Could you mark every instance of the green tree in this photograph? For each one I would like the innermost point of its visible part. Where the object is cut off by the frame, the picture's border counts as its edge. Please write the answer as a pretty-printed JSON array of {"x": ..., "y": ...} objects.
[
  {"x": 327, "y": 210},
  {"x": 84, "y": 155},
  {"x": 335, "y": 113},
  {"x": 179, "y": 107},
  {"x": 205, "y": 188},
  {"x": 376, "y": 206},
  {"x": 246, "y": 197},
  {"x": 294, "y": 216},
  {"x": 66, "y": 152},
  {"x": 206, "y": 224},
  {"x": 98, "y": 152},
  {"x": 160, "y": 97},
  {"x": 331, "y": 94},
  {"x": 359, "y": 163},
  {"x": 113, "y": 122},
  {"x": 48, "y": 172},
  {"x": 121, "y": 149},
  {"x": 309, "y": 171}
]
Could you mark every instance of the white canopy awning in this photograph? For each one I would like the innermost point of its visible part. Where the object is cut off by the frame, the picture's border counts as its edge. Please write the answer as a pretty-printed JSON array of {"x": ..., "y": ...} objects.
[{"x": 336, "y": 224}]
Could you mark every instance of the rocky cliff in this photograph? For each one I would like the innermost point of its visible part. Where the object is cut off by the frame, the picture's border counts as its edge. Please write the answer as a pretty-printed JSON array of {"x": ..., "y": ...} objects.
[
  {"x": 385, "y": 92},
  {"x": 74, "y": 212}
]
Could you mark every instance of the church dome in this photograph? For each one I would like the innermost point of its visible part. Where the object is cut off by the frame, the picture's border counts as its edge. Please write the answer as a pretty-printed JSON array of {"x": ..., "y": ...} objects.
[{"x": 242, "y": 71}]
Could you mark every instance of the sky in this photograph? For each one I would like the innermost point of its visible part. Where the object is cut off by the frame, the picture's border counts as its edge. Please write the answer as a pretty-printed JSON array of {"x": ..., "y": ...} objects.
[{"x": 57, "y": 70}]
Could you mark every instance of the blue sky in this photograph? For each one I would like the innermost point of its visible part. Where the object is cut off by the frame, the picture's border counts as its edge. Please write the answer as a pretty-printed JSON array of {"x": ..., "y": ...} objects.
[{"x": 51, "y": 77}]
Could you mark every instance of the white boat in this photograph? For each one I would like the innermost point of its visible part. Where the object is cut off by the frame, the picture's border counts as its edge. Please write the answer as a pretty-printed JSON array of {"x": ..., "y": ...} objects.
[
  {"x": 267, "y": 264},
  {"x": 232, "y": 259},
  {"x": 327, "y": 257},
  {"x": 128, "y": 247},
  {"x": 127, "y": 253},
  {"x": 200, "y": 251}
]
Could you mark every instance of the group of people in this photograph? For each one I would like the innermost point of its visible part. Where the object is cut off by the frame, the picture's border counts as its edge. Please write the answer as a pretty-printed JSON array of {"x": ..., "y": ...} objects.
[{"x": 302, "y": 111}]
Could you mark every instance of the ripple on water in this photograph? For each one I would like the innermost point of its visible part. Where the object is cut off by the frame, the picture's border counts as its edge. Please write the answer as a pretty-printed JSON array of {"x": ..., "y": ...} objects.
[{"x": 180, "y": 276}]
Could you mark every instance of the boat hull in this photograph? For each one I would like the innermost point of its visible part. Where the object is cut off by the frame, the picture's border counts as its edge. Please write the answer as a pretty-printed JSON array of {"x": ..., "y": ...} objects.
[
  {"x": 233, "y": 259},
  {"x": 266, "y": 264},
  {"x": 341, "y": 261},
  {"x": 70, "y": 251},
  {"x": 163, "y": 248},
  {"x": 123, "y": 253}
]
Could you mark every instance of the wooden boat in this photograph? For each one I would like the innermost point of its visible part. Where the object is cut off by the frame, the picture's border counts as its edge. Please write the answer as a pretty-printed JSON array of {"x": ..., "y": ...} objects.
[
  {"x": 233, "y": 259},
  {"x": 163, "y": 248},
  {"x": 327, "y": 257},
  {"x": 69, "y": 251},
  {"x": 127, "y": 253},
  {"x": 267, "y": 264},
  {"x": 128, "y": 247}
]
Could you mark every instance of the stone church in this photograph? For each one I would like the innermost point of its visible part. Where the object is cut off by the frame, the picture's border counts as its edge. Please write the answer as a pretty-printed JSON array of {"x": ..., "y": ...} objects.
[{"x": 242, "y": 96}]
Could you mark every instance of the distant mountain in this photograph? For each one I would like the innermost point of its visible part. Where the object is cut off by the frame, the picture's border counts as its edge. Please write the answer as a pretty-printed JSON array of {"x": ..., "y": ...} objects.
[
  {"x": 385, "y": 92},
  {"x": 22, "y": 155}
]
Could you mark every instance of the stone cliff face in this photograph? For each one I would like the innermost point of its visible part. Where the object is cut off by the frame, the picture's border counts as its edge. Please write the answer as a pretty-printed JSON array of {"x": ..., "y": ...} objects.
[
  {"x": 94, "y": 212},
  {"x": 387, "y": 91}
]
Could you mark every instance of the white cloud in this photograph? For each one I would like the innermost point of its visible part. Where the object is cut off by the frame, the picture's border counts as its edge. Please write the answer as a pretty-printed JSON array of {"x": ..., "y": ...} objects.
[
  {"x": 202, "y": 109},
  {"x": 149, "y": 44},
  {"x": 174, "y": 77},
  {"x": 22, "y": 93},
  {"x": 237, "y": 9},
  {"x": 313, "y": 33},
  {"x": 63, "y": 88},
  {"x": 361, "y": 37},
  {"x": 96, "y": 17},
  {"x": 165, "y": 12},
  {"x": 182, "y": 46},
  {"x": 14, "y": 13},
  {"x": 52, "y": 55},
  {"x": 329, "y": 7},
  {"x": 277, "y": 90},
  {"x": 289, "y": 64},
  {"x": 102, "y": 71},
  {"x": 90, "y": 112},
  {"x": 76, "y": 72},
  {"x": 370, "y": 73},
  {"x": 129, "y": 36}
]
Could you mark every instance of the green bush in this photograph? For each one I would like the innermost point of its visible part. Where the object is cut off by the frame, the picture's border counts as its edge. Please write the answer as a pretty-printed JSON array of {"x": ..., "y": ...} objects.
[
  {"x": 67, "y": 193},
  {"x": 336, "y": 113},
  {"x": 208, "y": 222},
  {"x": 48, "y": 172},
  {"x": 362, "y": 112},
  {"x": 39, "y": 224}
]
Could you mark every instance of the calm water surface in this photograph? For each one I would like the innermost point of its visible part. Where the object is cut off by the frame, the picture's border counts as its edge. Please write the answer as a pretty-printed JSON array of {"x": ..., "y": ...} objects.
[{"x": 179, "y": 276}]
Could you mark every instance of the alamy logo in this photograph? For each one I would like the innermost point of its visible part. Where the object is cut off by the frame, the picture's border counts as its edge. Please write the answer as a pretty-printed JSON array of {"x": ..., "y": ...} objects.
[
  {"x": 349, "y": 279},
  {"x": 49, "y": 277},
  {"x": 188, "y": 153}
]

__What the task requires__
Repeat the material above in full, keeping every word.

__Output below__
Could you mark every instance of the green tree in this photograph? For each one I would like the innermost point of its visible part. Where the object is cut off by the frame, the picture's border counts as its edge. Please write the answer as a pretty-printed JSON array of {"x": ..., "y": ...} objects.
[
  {"x": 327, "y": 210},
  {"x": 84, "y": 155},
  {"x": 335, "y": 113},
  {"x": 179, "y": 107},
  {"x": 205, "y": 188},
  {"x": 376, "y": 206},
  {"x": 246, "y": 197},
  {"x": 294, "y": 216},
  {"x": 66, "y": 152},
  {"x": 206, "y": 224},
  {"x": 98, "y": 152},
  {"x": 160, "y": 97},
  {"x": 331, "y": 94},
  {"x": 359, "y": 163},
  {"x": 113, "y": 122},
  {"x": 48, "y": 172},
  {"x": 121, "y": 149},
  {"x": 309, "y": 171}
]
Could you mark every instance of the white canopy awning in this photograph? For each one I would like the innermost point of its visible part. Where the object is cut off by the frame, the picture's border counts as its edge. Please write the answer as a pretty-printed JSON array of {"x": ..., "y": ...} objects.
[{"x": 336, "y": 224}]
Could you mark every instance of the rocky cliff in this photograph? For each one I would like the innermost point of its visible part. Where the object is cut off by the frame, the picture's border counts as its edge. Please write the answer as a pretty-printed JSON array of {"x": ..., "y": ...} objects.
[
  {"x": 385, "y": 92},
  {"x": 74, "y": 212}
]
Could you mark every instance of the church dome in this photograph? For each one I would like the innermost point of its visible part. Where the object is cut off by the frame, the picture's border counts as its edge. Please write the answer as a pretty-printed JSON array of {"x": ..., "y": ...} objects.
[{"x": 242, "y": 71}]
Could you mark every instance of the sky in this photograph? For each one I would like the innermost point of its visible part. Where the object is cut off by the frame, the picture's border counts as its edge. Please write the answer as a pretty-printed JSON array of {"x": ..., "y": ...} objects.
[{"x": 57, "y": 70}]
Could you mark every instance of the blue sky in this photograph? For each one I would like the innermost point of its visible part. Where the object is cut off by the frame, the picture's border counts as its edge. Please write the answer as a pretty-printed JSON array of {"x": ..., "y": ...} objects.
[{"x": 51, "y": 77}]
Could you mark every instance of the white boat in this photograph? For each one I would like the innermost point of its visible part. Where the object is cut off by the frame, the picture's border counts as its edge. Please write the answer as a pretty-printed JSON array of {"x": ..., "y": ...} objects.
[
  {"x": 267, "y": 264},
  {"x": 232, "y": 259},
  {"x": 327, "y": 257},
  {"x": 128, "y": 247},
  {"x": 127, "y": 253},
  {"x": 200, "y": 251}
]
Could you mark every instance of the group of people in this photograph? For each one I would like the innermost point of its visible part. Where the object is cut off by the frame, the picture's border counts as its edge. Please write the answer as a pretty-printed JSON array of {"x": ..., "y": ...} objects.
[{"x": 302, "y": 111}]
Could you mark every instance of the ripple on water in this photograph? For each one I would like the innermost point of its visible part. Where the object is cut off by the frame, the picture's border counts as its edge. Please write the answer as a pretty-printed JSON array of {"x": ..., "y": ...} objects.
[{"x": 180, "y": 276}]
Could you mark every instance of the boat hull in this photograph? For each one I would like the innermost point of its visible part. Where the object is cut off by the frame, the picture's border counts as its edge. Please write the answer as a pretty-printed JSON array of {"x": ..., "y": ...} objects.
[
  {"x": 233, "y": 259},
  {"x": 266, "y": 264},
  {"x": 341, "y": 261},
  {"x": 70, "y": 251},
  {"x": 163, "y": 248},
  {"x": 123, "y": 253}
]
Could you mark every instance of the wooden boat in this photograph? For each one I would like the innermost point of its visible part. Where the object is cut off by the frame, the picture's border counts as its edge. Please write the answer as a pretty-printed JSON array of {"x": ..., "y": ...} objects.
[
  {"x": 233, "y": 259},
  {"x": 163, "y": 248},
  {"x": 327, "y": 257},
  {"x": 69, "y": 251},
  {"x": 127, "y": 253},
  {"x": 267, "y": 264},
  {"x": 128, "y": 247}
]
Could you mark every instance of the stone church in this photograph? For each one I would like the innermost point of its visible part. Where the object is cut off by the frame, the picture's border counts as its edge. Please write the answer as a pretty-printed JSON array of {"x": ..., "y": ...} objects.
[{"x": 242, "y": 96}]
Could you mark every instance of the distant mountain in this photograph? For each one I would like the innermost point of its visible part. Where the object is cut off by the frame, the picture's border counts as its edge. Please write the answer as a pretty-printed JSON array of {"x": ..., "y": ...} objects.
[
  {"x": 385, "y": 92},
  {"x": 22, "y": 155}
]
Could you mark every instance of the stone cliff face in this photograph? For each one I would like the innermost point of its visible part. Where the object is cut off by the frame, the picture's border counts as its edge. Please write the answer as a pretty-printed JSON array of {"x": ..., "y": ...} objects.
[
  {"x": 94, "y": 212},
  {"x": 387, "y": 91}
]
Could you mark every instance of the white cloud in this photograph? For each one I would like the innermost point of its visible part. Where the object is cut off by the frame, the picture's border counts as its edge. Please write the answer as a pretty-printed JSON array of {"x": ..., "y": ...} objects.
[
  {"x": 202, "y": 109},
  {"x": 149, "y": 44},
  {"x": 174, "y": 77},
  {"x": 22, "y": 93},
  {"x": 237, "y": 9},
  {"x": 313, "y": 33},
  {"x": 63, "y": 88},
  {"x": 361, "y": 37},
  {"x": 96, "y": 17},
  {"x": 165, "y": 12},
  {"x": 182, "y": 46},
  {"x": 14, "y": 13},
  {"x": 52, "y": 55},
  {"x": 329, "y": 7},
  {"x": 277, "y": 90},
  {"x": 289, "y": 64},
  {"x": 102, "y": 71},
  {"x": 90, "y": 112},
  {"x": 76, "y": 72},
  {"x": 370, "y": 73},
  {"x": 129, "y": 36}
]
Could you mark every instance of the green bush in this photograph? For each one I would like the innermost point of its visible part. Where the object is cut off by the frame, the picture's border counts as its edge. Please write the answer as a pretty-printed JSON array of {"x": ..., "y": ...} objects.
[
  {"x": 67, "y": 193},
  {"x": 336, "y": 113},
  {"x": 208, "y": 222},
  {"x": 48, "y": 172},
  {"x": 362, "y": 112},
  {"x": 39, "y": 224}
]
Could you mark every instance of the calm water surface in this photograph? For each one I would like the innermost point of its visible part. Where the object is cut off by the frame, the picture's border counts as its edge. Please write the answer as a pretty-printed JSON array of {"x": ..., "y": ...} objects.
[{"x": 179, "y": 276}]
Could you mark every instance of the alamy logo in this photograph? For each one I would like the innermost point of its visible part. Where the object is cut off by the frame, the picture's border counts as its edge. Please write the answer as a pretty-printed JSON array of {"x": ..., "y": ...} objects.
[
  {"x": 349, "y": 279},
  {"x": 49, "y": 277},
  {"x": 188, "y": 153}
]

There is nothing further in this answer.